Directions
Reproduce the data exactly as given, except for any images.

----- Records for this exercise

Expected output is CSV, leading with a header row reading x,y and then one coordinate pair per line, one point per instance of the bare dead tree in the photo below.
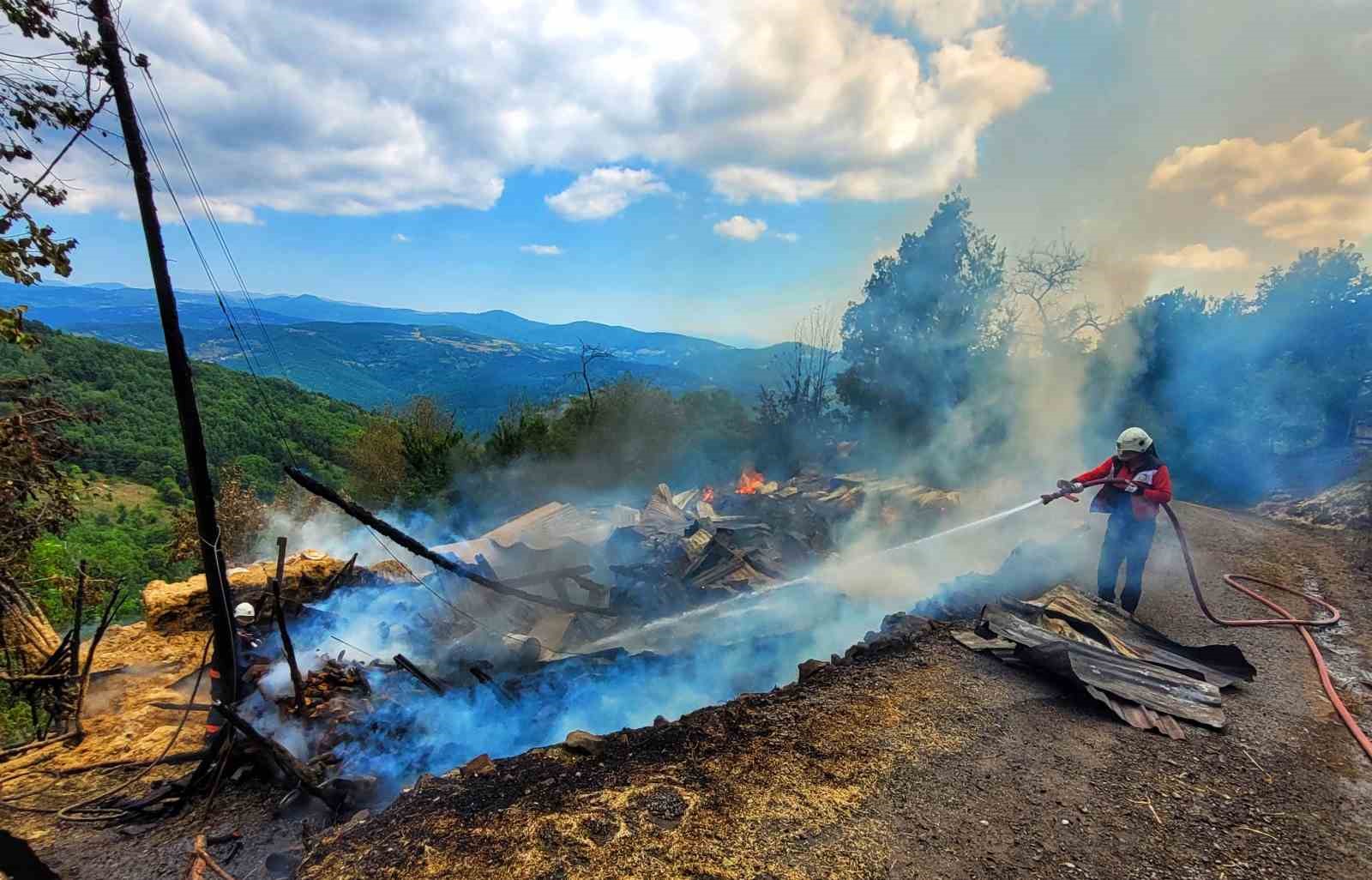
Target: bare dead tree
x,y
592,353
1044,295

----------

Expected answer
Expected output is CSV, leading with a header row reading x,y and then one coordinate pair per line, one point per instance of the bare dead tree in the photo below.
Target: bare dead tree
x,y
592,353
1044,295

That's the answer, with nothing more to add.